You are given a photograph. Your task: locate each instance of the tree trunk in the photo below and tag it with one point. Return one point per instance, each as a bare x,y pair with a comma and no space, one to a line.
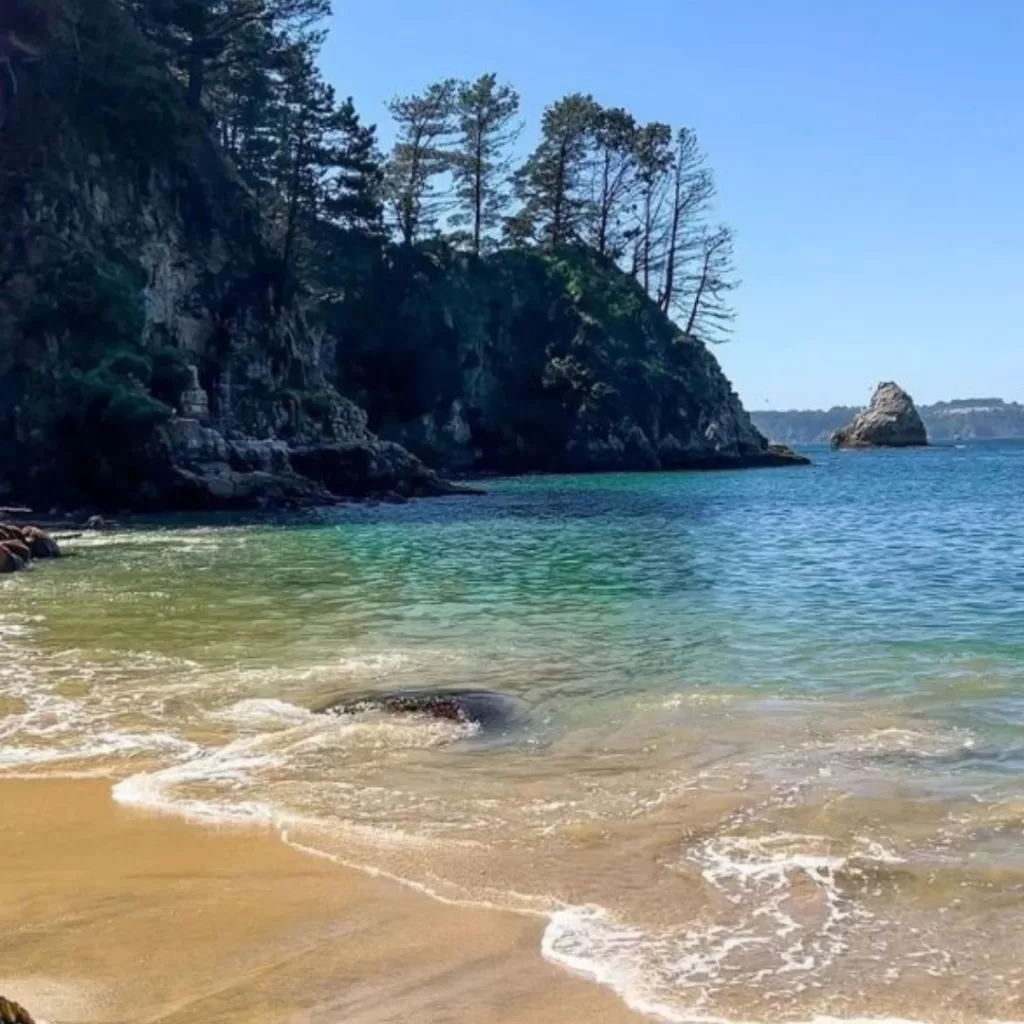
605,211
695,308
291,231
478,194
197,75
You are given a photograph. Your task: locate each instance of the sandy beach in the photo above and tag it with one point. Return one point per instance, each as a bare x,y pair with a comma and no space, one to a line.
110,915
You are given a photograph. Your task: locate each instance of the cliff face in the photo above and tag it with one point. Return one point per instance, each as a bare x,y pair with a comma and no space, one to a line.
152,353
534,361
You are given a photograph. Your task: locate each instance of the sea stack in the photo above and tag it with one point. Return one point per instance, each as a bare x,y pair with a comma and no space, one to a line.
890,421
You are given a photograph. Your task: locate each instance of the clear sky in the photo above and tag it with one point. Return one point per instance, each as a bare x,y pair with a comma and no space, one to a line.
869,155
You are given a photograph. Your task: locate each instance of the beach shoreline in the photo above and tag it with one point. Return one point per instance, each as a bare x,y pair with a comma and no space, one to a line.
109,913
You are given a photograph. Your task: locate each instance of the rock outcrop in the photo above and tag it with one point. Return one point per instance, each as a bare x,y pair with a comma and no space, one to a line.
11,1013
890,421
536,361
18,545
153,350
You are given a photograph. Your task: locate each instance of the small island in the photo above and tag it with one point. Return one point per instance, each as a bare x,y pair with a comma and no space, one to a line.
890,421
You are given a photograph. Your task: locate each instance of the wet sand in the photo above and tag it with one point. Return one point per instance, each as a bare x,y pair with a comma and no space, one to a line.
112,915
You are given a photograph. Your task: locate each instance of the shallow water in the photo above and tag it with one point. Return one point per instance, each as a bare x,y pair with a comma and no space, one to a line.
769,764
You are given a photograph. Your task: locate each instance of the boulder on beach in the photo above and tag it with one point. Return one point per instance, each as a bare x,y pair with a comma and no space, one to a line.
18,545
890,421
11,1013
486,709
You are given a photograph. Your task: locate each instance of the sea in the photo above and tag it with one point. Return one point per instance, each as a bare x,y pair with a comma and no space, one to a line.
764,751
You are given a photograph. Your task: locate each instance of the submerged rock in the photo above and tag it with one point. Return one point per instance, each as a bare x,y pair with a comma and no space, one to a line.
9,562
20,544
493,712
40,543
11,1013
890,421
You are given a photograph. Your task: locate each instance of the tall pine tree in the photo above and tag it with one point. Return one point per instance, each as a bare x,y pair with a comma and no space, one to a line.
421,156
551,183
487,123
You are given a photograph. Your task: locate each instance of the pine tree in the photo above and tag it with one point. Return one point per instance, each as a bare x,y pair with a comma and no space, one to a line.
711,312
204,37
614,181
422,154
551,183
353,194
692,189
486,117
653,156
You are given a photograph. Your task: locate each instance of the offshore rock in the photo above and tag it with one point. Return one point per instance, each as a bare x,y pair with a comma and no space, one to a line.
11,1013
890,421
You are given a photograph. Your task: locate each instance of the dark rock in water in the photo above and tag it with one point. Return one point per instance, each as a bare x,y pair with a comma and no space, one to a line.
493,712
9,562
371,468
17,548
11,1013
890,421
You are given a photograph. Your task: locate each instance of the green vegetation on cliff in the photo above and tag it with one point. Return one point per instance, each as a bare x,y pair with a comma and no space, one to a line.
196,262
961,419
531,359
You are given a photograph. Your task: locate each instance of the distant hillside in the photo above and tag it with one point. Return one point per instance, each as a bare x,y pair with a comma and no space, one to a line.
963,418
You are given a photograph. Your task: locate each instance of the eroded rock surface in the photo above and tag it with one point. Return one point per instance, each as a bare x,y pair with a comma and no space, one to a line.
890,421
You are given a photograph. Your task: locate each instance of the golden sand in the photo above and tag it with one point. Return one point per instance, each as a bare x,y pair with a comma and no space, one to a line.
109,914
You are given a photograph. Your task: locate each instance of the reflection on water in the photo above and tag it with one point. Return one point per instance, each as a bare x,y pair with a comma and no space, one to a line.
769,765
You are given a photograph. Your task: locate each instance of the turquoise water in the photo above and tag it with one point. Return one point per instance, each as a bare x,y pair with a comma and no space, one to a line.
769,764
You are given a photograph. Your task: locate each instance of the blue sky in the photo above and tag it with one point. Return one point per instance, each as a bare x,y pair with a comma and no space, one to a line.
869,155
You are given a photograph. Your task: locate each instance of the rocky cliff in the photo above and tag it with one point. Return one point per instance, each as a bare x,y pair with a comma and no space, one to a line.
535,361
152,351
■ ■ ■ ■ ■
→ Task brief: What is needed is a verbatim copy of the material, minus its pictures.

→ Response:
You are given a photograph. Your task: locate each instance of the tree trunk in the photo below and tag it with one point. Return one point per instance, each as a bare x,y pair with a comma and no space, one to a line.
605,211
695,308
291,231
478,194
197,75
You are given a photograph. Your task: locate each instance of the sandy beach in the photo above and tag it with one point. Return one point per instance, each as a bare x,y pair with a comma and no space, one to a line.
110,915
You are given a photograph. Your task: locate each instance of the cliff face in the photo above and tag it with one point. Return one point per instance, each as a bare x,y pair with a comma and no space, one to a line.
152,353
534,361
You are given a photograph. Your task: locate each instance of the sea stack in the photo above and tag it with one point. Return one point per instance, each as a bare x,y pair with a comma and no space, one to a line.
890,421
You are given a photograph. Your task: locate each instance of the clear sky in the photo above and tag it with one point. Return one point per instance, each as a bare x,y pair with a comma and no space, one to a line.
869,155
You are given a photograph. Your task: locate each instance of the beach shoreline in the photo above and tag it with one point. Return one point per instance, each as a bare x,y pair with a comma and no space, one to a line.
109,913
You are given a photograph. Your task: locate each instance of the rock outcrop in the photo above and tag it with one point. Return one point per instance, each as a bare x,y pair with a comma and no space, one to a line.
11,1013
890,421
536,361
18,545
153,350
You are given a photograph. Your task: locate each instance of the small island in the photo above and tag it with one point. Return one point per instance, each as a bare x,y pair with a comma and no space, one to a line.
890,421
You are given a photograph. Your task: locate each instance of the wet sand in the photo above and tag it with one point. Return one point per instance, each as a bare x,y pair with a comma and no space, one to a line.
112,915
You are given a photograph. Your task: locate each instance of the shallow water in the photo above and tag it with one point. Return one point per instance, each as a bare x,y pair with a comma and no space, one to a line.
769,764
You are given a photograph. Your task: locate each instance of the boulder on beach in the photo above and tag it with one point. Return one point per instance, each as a bare x,y pair with a comma and no space, one to a line.
18,545
890,421
11,1013
486,709
You are given a photograph. Your task: locate each instance of the sea in the photo above and tag it with one point. Return one point per instance, each as a bare x,y pair with a comma and no space, one to a line.
764,751
You are given a photograph. Your task: locate each instance of the submerged rock in the photo above and tag it with one point. Return one point per instance, each as a bare x,y pair with a comma and no space, one to a line.
9,562
20,544
493,712
40,543
11,1013
890,421
You are given a photograph. Your task: locate each instance of the tall pine tree in the photo above and tag it with one point. Return one point per instance, each as a bare x,y pair with a comma and no space, one to a line.
421,156
551,183
487,123
You are given a photograph. Your task: locate each instance of the pine tree in the photo above and tag it with one point. Return one point per instance, each as a bare x,y pair with a comma and no space, one to a line.
711,312
204,37
614,181
422,154
551,183
353,194
692,189
486,117
653,156
You are given a photograph. Your task: locate each instance of the offshore rock in the photo above and tag it with one point. Return one point per instance, each as a bare x,y pair with a comma and no space, one to a line.
11,1013
890,421
You are given a photograph. Your task: locate each instance of the dark rock in water in the photo above and tag it with one point. Return one point per instance, each as a bare x,y pair with a comma and no space, one to a line.
493,712
9,562
371,468
17,548
11,1013
890,421
You are given a photograph. Your task: locate each instance of the green vegetation on cliff in the photo above and tag it with one point. Return one point per instance, each as a bare x,y pair with a comma and no space, one to a line.
196,262
961,419
531,359
You are given a photograph. Your task: locate each instance of the distant hillside in the photo above and tag it with one point. Return one point per instance, each as a bare x,y pair with a comma and no space, one to a line.
963,418
You are given a photograph. Your task: locate each instance of the eroded rock surface in the photo above and tag it with one point. Return one point per instance, each as a bare x,y pair with a comma and no space, one to a line.
890,421
You are given a photograph. Your task: locate each instance of the golden sand in the photo above and tag it with one point. Return one point per instance, each as a bare x,y pair with a comma and no space, one to a line.
109,914
You are given a photograph. Your task: locate each instance of the reflection on water in the photo above and tag it with one point. Return one point per instance, each as a bare x,y pair with a comma and no space, one to a line.
769,765
You are given a photograph. Your task: locate each instance of the turquoise water in the photo above and tag it with one point. Return one point per instance, each as a bare x,y pair with a comma and no space, one to a line.
769,764
You are given a photograph. Your task: locate each instance of the blue sky in the photo above and tag it with one point. Return one point per instance, each as a bare x,y pair with a comma and no space, one to a line.
869,155
You are given a photograph. Your task: locate each instance of the rocky cliff in the photo above and tag it with one point. Return one point per instance, each as a bare x,y pair with a comma and no space, one to a line.
535,361
152,351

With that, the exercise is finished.